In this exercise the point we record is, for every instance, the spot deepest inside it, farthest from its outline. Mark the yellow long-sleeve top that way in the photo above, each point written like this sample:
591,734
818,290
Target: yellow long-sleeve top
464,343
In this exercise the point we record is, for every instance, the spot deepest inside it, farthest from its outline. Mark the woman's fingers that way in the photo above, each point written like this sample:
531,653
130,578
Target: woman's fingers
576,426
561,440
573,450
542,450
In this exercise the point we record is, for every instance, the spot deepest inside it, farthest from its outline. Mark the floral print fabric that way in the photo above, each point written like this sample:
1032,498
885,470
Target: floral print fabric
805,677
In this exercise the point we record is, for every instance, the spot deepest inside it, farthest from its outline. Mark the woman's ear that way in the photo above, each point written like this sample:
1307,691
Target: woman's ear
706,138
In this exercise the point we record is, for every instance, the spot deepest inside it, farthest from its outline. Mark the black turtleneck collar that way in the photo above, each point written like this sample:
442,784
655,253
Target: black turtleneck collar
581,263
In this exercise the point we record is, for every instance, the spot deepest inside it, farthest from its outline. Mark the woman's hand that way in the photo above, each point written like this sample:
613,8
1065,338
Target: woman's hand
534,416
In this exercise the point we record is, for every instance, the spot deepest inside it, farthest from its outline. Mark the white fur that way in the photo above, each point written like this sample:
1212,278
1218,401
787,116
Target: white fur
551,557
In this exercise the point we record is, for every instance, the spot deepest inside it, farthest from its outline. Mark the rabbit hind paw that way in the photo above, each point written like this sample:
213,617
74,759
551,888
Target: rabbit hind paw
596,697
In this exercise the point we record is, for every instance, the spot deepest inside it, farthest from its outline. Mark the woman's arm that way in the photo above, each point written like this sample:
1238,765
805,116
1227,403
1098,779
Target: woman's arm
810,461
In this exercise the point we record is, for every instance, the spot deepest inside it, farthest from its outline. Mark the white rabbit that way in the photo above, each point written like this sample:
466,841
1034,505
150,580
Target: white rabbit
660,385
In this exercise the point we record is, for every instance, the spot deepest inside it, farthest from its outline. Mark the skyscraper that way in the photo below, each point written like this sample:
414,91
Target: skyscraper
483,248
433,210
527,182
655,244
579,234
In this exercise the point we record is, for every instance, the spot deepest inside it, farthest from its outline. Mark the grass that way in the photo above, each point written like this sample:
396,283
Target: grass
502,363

■ WRITTEN INSTRUCTION
Return the entries above exactly as they appear.

■ CORRECT OUTPUT
In this exercise the point we record is, for every instance, the spot deepest inside it, farthest from its outline. Mark the yellow long-sleeve top that way in the photo above, each point written like this sample:
591,734
818,290
Target: yellow long-sleeve top
464,343
In this exercise the point we record is, for every instance, the spot deepest inside it, farthest from its outline. Mark the woman's fingers that way in the photo above, each point written like this sample:
531,653
130,578
Target: woman's fingers
576,426
561,440
573,450
542,450
In this exercise the point we record is, for every instance, the spot deepest inside it, farthest from its outline. Mark the floral print fabric that way in the photo above, each point written like this sample:
1032,498
885,470
Target: floral print fabric
805,677
In this exercise the point we record is, for every instance, the spot deepest inside it, farthest from its outline. Mark the woman's ear that way in the photo above, each point written like this sample:
1307,691
Target: woman's ear
706,138
In this exercise the point we record is, for every instance, the spot deepest inside it, farthest from its outline. Mark the black turtleneck collar that way in the photo above, each point written like this sample:
442,784
655,253
Target: black turtleneck collar
581,263
In this exercise the point we record is, for every instance, the spot deepest inside it, farthest from its outline. Mark the woman's hand that way in the photo above, each point written like this sample:
613,8
1065,338
Target: woman's hand
534,416
In this exercise the point we record is, for every instance, the spot deepest inside it, farthest from its outline. Mark the white fur that way in the photo above, each point written like this sample:
1212,278
1218,401
787,116
Target: white fur
551,557
In this exercise the point we record is, for every instance, the spot deepest inside it, farthest from its outline. Mark the rabbit hind paw that way in the photo above, each point written like this sample:
213,617
74,759
551,888
Target: rabbit hind paw
596,697
In this exercise the point we record is, for every instance, the spot deepest inside it, farthest from its outline. Mark the woman's arm that way in the photo above, each point written like this sample:
1238,765
805,116
1227,403
1098,779
Target: woman's arm
810,461
In this exercise the point we record is, for every instance, the spot deepest inside it, farthest from its outline. Mark the white rabbit that way in the photo above, each point written like this sample:
466,841
1034,505
150,580
Target: white rabbit
660,385
In this exercise the point we record is, for every instance, the spot deepest inside it, farthest from its outline. Mark the skyscraper that way in the photo below, each point written like this sample:
414,91
Target: skyscraper
483,248
433,210
527,182
655,244
579,234
In this exercise the point we record is, for every instance, the spot deepest inside it, farthest from its outline. Mark the grass that way in the photo above, each point written like this sample:
396,283
Target: grass
502,363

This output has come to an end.